**Data for the task:**
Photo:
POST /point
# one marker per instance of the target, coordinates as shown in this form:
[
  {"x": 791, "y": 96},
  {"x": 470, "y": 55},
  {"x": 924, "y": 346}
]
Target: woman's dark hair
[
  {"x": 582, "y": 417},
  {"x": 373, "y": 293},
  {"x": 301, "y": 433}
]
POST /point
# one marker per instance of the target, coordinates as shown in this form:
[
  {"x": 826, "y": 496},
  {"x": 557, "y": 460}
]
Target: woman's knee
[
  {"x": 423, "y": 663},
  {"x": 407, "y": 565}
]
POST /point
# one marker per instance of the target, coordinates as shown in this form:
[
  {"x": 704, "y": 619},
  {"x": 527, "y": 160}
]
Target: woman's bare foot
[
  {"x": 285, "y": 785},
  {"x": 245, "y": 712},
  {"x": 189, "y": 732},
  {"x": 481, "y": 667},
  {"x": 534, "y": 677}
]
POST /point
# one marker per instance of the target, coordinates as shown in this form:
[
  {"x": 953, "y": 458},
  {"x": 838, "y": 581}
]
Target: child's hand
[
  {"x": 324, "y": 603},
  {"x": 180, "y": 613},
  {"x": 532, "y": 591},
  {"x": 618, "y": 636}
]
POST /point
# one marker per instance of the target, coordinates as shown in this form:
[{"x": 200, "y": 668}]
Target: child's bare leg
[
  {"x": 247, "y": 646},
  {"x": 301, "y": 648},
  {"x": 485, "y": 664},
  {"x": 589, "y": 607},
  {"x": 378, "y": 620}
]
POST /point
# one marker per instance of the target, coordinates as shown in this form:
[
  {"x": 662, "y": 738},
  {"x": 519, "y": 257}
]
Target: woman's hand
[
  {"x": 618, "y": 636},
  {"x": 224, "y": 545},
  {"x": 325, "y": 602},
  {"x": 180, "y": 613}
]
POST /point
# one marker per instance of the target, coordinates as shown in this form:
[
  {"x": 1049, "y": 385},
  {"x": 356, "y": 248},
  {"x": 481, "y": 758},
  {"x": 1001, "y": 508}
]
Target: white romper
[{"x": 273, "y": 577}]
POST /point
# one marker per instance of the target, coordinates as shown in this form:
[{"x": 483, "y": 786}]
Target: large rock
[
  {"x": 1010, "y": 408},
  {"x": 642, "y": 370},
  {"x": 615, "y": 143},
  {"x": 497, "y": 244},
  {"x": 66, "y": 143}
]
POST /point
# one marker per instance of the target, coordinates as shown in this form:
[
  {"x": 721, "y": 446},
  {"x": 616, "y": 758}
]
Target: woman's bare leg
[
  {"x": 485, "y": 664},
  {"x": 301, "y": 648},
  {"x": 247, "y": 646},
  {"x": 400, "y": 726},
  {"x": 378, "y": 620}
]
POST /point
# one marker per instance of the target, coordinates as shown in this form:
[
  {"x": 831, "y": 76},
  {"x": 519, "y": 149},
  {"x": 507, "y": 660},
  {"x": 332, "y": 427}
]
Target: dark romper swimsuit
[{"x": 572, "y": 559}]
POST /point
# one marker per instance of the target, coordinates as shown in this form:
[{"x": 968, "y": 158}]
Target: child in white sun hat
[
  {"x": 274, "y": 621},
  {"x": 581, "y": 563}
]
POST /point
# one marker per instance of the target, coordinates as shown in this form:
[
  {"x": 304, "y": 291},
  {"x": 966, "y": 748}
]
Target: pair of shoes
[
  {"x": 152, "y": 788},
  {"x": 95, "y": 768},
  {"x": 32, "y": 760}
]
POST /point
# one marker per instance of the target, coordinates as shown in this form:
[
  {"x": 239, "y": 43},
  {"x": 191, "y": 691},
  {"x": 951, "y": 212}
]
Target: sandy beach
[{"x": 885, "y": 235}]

**Stated goal:**
Find each line in the rows above that contains the string "child" and copy those lines. Uppercase and lowercase letters must match.

**Task result:**
Target: child's hand
Target: child's bare leg
Target: child in white sun hat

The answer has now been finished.